> [Given passage]
In yet another general aspect, the invention features a camera head for attachment of an endoscope configured to view an object. The camera head includes an imager, an optical port and a colour filter. The imager has a photosensitive surface and is operable to produce electrical signals corresponding to an optical image incident on the photosensitive surface. The optical port is configured to receive an optical image of the object from the endoscope. The colour filter is operable to sequentially transmit single colours of light in response to electrical control signals, and is positioned between the imager and the optical port to sequentially direct differently coloured, single colour portions of the optical image of the object at the photosensitive surface of the imager.

> [Provided information]
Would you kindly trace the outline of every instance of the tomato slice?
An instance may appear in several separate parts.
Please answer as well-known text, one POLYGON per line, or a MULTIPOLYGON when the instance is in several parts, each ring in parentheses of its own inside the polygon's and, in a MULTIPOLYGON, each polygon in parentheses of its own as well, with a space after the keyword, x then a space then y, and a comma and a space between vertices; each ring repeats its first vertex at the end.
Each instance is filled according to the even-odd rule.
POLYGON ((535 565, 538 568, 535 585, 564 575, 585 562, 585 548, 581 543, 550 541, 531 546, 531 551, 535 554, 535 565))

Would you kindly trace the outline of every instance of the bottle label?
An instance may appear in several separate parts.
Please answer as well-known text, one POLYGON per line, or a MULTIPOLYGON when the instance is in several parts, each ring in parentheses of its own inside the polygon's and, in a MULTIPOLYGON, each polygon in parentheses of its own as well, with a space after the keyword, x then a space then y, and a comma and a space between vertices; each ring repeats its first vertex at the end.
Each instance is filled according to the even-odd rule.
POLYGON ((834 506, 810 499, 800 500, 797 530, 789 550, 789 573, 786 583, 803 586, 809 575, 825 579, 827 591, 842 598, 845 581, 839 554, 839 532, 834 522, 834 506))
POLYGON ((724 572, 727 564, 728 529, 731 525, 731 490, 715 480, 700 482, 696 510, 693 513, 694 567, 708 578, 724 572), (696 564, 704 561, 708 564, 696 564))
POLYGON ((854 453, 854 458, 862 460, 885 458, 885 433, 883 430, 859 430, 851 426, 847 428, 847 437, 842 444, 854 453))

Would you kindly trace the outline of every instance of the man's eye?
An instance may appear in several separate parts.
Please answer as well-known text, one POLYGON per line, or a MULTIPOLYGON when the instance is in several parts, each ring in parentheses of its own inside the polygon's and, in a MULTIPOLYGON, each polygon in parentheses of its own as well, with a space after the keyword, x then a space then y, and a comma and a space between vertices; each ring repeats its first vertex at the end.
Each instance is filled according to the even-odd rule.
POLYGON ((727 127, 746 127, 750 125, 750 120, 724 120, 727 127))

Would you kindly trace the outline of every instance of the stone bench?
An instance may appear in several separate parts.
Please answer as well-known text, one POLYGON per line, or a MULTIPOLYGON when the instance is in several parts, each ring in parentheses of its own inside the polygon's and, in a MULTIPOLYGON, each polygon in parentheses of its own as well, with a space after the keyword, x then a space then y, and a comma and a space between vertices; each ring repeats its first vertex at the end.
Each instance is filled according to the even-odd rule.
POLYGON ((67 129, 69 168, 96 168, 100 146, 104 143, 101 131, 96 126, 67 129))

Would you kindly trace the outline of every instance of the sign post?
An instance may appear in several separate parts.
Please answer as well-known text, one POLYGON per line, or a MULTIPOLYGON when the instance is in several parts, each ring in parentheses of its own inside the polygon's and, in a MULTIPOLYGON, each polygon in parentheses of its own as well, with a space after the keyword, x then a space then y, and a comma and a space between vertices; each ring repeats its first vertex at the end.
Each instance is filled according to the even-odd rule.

> [Work item]
Continue the endoscope camera head description from its final sentence.

> [Reply]
Further according to the present invention there is provided a camera head for attachment of an endoscope configured to view an object, the camera head comprising: an imager having a photosensitive surface and being operable to produce electrical signals corresponding to an optical image incident on said photosensitive surface, an optical port configured to receive an optical image of the object from the endoscope, and a colour filter operable to sequentially transmit single colours of light in response to electrical control signals, said colour filter being positioned between said imager and said optical port to sequentially direct differently coloured, single colour portions of the optical image of the object at the photosensitive surface of the imager. In still another general aspect, the invention features a method of generating electrical signals representative of an optical image of an object. The method includes employing a solid-state colour filter to sequentially divide the optical image of the object into differently coloured, single colour optical image portions. Each differently coloured, single colour optical image portion is received and converted into a set of electrical signals representative thereof.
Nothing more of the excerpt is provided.